_What the exercise asks_.
Count the lines of the records that contain the word "hair" and give only that number.

-.-.-

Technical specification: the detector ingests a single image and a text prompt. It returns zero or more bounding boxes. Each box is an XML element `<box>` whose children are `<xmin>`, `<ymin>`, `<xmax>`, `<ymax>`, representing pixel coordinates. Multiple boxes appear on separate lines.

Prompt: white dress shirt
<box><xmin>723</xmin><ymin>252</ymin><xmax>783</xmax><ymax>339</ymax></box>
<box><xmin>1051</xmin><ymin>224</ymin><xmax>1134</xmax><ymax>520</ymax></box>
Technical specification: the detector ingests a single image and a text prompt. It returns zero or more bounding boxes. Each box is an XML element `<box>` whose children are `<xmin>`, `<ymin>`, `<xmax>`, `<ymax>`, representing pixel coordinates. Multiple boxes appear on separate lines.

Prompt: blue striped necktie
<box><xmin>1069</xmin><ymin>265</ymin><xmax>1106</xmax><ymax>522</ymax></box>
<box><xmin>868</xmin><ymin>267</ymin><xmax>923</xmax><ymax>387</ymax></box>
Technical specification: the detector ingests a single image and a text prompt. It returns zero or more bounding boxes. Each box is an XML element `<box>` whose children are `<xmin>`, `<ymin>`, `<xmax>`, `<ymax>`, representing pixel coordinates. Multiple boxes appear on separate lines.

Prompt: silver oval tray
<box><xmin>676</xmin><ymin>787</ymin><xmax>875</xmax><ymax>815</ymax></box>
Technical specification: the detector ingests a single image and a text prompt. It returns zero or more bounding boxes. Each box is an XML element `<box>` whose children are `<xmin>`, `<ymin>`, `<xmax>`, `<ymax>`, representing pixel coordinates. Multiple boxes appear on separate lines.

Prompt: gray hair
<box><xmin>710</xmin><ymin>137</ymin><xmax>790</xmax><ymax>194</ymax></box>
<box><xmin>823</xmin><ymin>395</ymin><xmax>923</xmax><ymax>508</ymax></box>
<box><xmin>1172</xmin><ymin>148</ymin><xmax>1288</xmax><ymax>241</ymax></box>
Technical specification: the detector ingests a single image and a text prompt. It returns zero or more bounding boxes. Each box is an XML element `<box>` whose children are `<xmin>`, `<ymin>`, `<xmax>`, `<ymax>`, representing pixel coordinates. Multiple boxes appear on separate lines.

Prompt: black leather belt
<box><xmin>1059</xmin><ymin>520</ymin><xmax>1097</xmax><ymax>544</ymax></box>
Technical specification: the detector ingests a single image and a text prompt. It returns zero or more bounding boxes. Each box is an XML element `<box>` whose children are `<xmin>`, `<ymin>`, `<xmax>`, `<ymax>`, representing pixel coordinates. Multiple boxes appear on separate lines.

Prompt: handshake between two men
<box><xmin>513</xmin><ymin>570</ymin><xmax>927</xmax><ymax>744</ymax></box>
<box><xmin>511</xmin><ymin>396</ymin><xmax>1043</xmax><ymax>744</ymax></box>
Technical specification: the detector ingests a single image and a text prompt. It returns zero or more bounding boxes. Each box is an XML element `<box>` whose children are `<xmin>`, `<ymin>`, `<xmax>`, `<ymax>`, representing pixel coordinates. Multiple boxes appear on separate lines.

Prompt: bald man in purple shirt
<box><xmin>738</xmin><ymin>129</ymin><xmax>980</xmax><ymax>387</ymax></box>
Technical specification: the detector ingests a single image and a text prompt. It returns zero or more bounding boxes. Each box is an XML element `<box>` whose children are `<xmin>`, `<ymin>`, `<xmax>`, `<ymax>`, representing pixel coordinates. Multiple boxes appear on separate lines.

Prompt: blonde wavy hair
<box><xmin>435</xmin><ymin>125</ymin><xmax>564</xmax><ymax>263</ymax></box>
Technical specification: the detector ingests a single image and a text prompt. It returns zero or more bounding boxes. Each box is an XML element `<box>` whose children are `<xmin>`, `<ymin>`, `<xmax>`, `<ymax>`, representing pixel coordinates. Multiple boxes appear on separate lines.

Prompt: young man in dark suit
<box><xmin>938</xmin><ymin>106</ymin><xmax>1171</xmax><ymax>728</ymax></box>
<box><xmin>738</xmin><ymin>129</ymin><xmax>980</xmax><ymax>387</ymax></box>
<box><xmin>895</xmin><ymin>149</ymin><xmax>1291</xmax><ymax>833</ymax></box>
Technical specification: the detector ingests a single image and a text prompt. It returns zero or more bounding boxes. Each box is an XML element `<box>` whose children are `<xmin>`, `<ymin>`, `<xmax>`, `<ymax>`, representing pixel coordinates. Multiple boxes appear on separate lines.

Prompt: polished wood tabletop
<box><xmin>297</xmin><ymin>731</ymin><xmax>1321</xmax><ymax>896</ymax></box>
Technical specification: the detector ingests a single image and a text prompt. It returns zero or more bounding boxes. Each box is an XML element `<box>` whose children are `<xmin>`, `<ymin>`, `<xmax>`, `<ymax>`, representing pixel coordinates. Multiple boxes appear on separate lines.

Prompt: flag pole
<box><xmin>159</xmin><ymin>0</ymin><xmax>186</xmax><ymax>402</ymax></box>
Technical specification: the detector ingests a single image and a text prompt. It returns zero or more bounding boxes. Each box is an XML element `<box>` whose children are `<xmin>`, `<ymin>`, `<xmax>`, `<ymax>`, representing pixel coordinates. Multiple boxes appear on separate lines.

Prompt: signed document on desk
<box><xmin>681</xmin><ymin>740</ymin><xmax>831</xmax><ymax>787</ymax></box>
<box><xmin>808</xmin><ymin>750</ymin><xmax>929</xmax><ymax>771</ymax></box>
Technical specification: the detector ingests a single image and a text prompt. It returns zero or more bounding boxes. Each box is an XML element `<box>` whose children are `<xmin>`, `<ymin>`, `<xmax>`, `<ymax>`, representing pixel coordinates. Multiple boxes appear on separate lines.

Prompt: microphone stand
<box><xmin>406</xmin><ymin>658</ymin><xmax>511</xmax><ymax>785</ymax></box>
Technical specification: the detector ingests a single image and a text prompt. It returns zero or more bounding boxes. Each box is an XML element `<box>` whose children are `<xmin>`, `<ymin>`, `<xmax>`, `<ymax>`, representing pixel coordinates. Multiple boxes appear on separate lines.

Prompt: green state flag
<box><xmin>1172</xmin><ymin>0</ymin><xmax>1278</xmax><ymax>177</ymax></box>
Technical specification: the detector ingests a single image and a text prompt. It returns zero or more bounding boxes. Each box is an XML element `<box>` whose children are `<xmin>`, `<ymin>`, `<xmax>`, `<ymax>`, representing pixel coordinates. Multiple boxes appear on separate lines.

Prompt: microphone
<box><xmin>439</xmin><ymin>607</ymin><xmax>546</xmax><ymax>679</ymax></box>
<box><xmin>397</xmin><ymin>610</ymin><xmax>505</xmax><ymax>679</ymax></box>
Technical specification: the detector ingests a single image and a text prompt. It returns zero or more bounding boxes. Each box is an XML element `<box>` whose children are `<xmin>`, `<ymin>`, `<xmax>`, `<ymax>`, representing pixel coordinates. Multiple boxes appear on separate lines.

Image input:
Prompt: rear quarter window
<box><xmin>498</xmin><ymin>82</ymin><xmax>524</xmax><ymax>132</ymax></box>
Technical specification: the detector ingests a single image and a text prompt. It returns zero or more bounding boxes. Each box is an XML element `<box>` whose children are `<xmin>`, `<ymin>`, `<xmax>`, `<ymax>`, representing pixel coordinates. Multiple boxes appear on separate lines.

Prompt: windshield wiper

-.-.-

_Exercise response_.
2